▶ _Task_
Copy out in full every line below that contains the word "rough".

▶ _Information supplied_
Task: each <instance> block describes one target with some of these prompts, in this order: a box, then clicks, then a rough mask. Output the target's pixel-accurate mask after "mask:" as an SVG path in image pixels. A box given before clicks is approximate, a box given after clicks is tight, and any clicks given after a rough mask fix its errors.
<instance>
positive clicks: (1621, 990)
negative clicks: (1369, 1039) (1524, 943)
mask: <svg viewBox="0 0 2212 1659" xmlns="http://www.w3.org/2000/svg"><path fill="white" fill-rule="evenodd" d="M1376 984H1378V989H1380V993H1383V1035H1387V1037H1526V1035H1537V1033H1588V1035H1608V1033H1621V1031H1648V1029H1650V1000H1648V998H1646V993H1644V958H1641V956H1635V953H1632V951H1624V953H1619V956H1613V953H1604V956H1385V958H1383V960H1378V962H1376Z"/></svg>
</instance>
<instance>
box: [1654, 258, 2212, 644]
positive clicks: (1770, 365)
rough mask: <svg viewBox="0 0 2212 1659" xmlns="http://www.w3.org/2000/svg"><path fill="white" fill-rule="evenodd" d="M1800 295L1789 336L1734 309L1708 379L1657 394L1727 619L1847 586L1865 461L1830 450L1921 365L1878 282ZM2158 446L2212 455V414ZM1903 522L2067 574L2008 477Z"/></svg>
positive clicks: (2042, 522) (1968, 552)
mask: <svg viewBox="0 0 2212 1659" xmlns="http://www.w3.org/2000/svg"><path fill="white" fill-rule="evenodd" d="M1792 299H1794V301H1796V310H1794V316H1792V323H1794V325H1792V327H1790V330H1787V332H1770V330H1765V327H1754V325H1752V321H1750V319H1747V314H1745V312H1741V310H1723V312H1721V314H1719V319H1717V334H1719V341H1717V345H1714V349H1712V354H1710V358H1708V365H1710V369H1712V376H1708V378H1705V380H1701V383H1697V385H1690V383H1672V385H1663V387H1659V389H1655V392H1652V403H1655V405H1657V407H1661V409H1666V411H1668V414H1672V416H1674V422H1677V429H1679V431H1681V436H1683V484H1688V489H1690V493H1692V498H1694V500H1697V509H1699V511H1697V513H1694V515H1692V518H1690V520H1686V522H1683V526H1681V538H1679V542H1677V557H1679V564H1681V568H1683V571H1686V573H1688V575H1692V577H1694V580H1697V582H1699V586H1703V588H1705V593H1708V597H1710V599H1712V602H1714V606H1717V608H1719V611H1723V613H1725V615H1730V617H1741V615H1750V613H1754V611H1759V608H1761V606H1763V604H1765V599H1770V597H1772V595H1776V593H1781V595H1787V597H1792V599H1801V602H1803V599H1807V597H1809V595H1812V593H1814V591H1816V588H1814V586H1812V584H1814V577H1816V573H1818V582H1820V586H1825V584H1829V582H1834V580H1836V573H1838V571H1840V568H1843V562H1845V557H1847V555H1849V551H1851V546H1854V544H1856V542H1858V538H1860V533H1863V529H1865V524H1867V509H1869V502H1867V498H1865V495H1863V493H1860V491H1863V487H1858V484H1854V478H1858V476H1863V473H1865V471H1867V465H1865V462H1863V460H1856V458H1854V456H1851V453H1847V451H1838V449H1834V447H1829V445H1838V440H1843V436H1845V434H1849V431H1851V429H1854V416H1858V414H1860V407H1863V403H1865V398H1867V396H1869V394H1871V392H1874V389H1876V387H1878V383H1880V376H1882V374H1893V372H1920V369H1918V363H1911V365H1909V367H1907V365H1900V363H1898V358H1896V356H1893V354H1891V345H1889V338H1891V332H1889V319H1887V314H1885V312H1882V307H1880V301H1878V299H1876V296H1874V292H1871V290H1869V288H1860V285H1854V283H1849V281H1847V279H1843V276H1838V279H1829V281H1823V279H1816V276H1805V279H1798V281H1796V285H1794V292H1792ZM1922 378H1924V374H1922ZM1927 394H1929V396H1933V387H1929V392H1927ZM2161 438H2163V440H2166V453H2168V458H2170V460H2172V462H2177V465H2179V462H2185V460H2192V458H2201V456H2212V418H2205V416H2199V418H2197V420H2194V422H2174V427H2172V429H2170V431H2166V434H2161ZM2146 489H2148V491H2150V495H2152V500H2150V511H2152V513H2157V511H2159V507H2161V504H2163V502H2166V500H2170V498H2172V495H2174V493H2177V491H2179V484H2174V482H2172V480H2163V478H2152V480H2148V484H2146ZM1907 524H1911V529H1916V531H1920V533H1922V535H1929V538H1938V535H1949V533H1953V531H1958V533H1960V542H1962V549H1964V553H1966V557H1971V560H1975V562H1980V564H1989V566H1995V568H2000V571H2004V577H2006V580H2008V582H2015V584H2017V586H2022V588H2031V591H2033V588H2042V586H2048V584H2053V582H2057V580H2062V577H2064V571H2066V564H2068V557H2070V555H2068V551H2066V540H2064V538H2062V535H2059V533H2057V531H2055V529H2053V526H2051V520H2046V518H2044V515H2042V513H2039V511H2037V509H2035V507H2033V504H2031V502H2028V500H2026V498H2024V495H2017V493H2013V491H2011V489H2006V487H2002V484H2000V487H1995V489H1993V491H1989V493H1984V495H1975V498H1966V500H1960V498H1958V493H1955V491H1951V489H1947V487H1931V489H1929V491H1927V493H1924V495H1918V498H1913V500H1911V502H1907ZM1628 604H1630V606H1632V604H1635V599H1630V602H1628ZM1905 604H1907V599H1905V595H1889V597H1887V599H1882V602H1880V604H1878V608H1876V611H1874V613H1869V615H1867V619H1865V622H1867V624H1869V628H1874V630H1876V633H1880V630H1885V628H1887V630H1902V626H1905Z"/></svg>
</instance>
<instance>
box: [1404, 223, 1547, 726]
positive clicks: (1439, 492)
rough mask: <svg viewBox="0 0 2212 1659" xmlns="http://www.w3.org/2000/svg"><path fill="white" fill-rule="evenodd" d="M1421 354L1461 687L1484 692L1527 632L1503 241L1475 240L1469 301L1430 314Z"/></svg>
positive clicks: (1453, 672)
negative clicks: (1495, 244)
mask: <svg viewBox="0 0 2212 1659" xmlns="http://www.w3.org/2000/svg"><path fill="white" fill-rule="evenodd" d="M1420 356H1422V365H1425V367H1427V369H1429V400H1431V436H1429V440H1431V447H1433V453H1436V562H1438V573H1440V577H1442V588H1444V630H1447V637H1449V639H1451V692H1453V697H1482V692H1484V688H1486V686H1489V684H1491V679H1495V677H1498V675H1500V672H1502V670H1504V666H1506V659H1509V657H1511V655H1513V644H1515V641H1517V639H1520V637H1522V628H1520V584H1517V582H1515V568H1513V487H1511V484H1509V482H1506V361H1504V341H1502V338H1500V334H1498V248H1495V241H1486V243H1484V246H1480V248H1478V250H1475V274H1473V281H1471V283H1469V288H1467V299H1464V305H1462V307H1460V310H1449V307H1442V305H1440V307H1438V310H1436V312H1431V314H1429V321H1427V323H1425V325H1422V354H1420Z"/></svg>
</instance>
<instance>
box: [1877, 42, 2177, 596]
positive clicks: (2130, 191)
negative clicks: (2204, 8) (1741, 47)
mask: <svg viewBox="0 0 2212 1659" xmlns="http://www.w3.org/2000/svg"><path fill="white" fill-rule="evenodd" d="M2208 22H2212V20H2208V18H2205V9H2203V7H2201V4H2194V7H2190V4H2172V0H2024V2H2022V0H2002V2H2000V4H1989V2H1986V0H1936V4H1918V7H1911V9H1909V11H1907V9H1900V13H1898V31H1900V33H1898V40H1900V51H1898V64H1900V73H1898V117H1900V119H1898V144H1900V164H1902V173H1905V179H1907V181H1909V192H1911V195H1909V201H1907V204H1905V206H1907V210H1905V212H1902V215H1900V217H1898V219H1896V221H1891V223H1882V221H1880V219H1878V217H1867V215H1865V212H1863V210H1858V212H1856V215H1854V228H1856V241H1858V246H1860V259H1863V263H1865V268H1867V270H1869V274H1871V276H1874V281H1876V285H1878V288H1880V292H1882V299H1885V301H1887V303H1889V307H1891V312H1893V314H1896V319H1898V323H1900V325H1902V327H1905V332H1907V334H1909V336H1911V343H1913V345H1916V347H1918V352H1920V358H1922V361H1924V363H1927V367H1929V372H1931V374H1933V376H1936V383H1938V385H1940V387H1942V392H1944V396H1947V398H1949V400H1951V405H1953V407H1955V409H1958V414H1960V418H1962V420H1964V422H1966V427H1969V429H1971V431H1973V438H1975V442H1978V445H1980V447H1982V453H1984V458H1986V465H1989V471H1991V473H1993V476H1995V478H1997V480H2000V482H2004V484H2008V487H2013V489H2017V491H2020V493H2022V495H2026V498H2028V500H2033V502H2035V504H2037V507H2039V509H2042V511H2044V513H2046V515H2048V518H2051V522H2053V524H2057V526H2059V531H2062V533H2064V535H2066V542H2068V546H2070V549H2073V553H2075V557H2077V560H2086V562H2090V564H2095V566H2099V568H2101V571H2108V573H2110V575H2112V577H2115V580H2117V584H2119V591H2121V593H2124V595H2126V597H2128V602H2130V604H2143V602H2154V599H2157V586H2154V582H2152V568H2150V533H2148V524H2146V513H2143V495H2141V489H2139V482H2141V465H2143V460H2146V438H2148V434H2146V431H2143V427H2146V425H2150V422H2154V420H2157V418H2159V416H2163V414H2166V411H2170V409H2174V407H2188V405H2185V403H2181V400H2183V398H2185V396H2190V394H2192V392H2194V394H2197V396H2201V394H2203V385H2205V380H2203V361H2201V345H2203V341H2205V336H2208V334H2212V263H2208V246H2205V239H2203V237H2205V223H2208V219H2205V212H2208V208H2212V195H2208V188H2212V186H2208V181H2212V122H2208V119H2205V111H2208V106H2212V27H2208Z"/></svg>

▶ _Response to the task_
Task: each <instance> block describes one target with some of these prompts, in this order: a box, then clicks, then a rough mask. Output the target's pixel-accurate mask after "mask:" as an SVG path in image pixels. A box given before clicks is approximate, a box given after clicks is tight, and any clicks given after a rough mask fix its errors.
rough mask: <svg viewBox="0 0 2212 1659" xmlns="http://www.w3.org/2000/svg"><path fill="white" fill-rule="evenodd" d="M1800 295L1789 336L1734 309L1708 379L1657 394L1727 619L1847 586L1865 461L1830 450L1921 365L1878 282ZM2158 446L2212 455V414ZM1903 522L2067 574L2008 477Z"/></svg>
rough mask: <svg viewBox="0 0 2212 1659" xmlns="http://www.w3.org/2000/svg"><path fill="white" fill-rule="evenodd" d="M1421 354L1461 687L1484 692L1527 632L1503 241L1475 240L1469 301L1430 314Z"/></svg>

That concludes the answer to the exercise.